Goal :: Please copy out the committee evidence transcript below word for word.

Select Committee on Education and Skills Minutes of Evidence

Examination of Witnesses (Questions 100 - 119)



  Q100  Stephen Williams: So the STEM subjects will start in 2010, not 2009, is that right?

  Professor Eastwood: It will be phased in for the funding of STEM subjects from 2010-11 onwards, yes.

  Q101  Stephen Williams: But with the separate metrics exercise for STEM subjects, was that not meant to start in 2009 or are you saying the shadow exercise will give you enough information coupled with the RAE to lead to funding for some of these institutions?

  Professor Eastwood: Once we have built the new model, if we can just stay with STEM for a moment, that model could work with annual data, so one of the questions that we need to have discussions with the sector and other stakeholders on is the frequency with which we run the model. If you assume that the model is going to be run annually on the basis of annually collected data then we would run it in time to inform the funding outcomes in 2010-11.

  Q102  Stephen Williams: We have been led to believe that STEM subjects might have their first review under the new system in 2009 but from what you are saying it might be 2010.

  Professor Eastwood: It would be 2009 data to inform 2010-11 outcomes.

Records ::
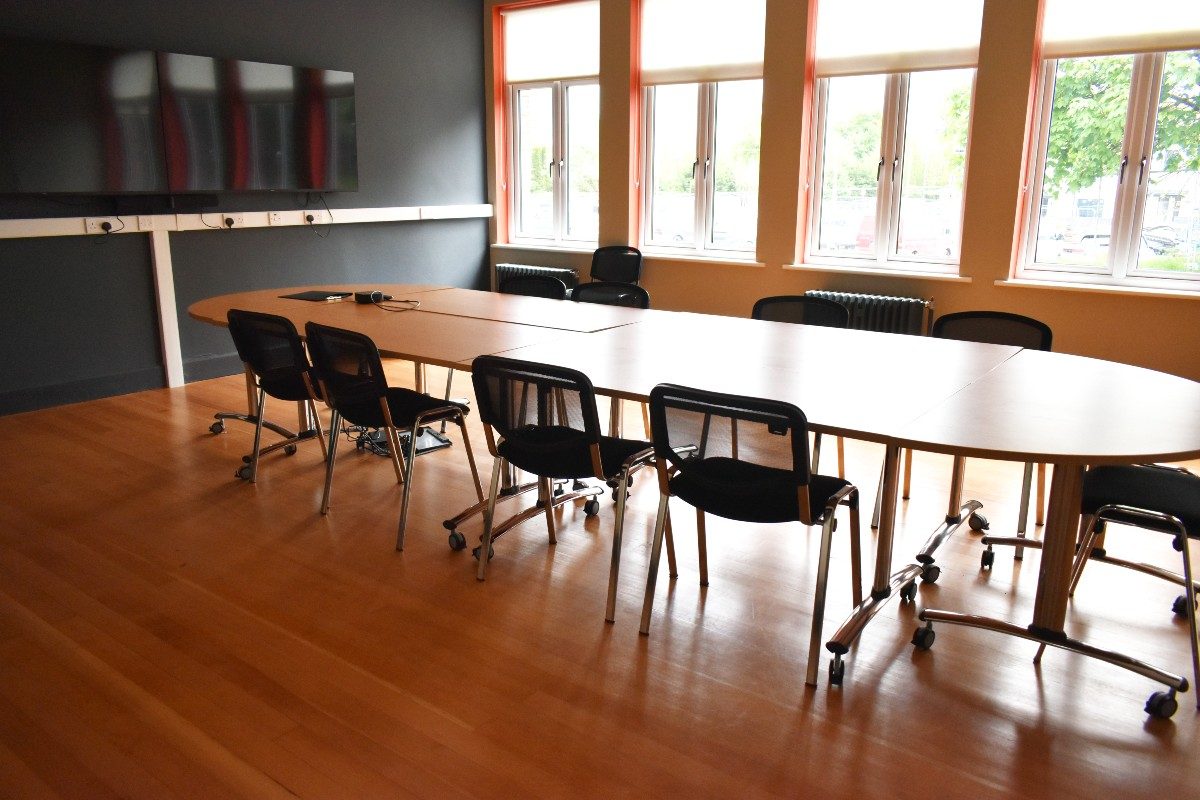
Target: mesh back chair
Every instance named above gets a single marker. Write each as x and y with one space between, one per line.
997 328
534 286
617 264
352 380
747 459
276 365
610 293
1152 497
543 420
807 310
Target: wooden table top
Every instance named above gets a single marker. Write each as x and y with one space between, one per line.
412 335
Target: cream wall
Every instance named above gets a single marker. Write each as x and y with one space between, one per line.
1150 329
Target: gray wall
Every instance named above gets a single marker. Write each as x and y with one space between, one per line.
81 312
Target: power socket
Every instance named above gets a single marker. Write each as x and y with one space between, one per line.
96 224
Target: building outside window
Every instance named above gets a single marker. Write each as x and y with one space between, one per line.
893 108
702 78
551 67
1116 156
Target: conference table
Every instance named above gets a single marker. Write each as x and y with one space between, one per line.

Answer for this exercise ::
Select Committee on Education and Skills Minutes of Evidence

Examination of Witnesses (Questions 100 - 119)



  Q100  Stephen Williams: So the STEM subjects will start in 2010, not 2009, is that right?

  Professor Eastwood: It will be phased in for the funding of STEM subjects from 2010-11 onwards, yes.

  Q101  Stephen Williams: But with the separate metrics exercise for STEM subjects, was that not meant to start in 2009 or are you saying the shadow exercise will give you enough information coupled with the RAE to lead to funding for some of these institutions?

  Professor Eastwood: Once we have built the new model, if we can just stay with STEM for a moment, that model could work with annual data, so one of the questions that we need to have discussions with the sector and other stakeholders on is the frequency with which we run the model. If you assume that the model is going to be run annually on the basis of annually collected data then we would run it in time to inform the funding outcomes in 2010-11.

  Q102  Stephen Williams: We have been led to believe that STEM subjects might have their first review under the new system in 2009 but from what you are saying it might be 2010.

  Professor Eastwood: It would be 2009 data to inform 2010-11 outcomes.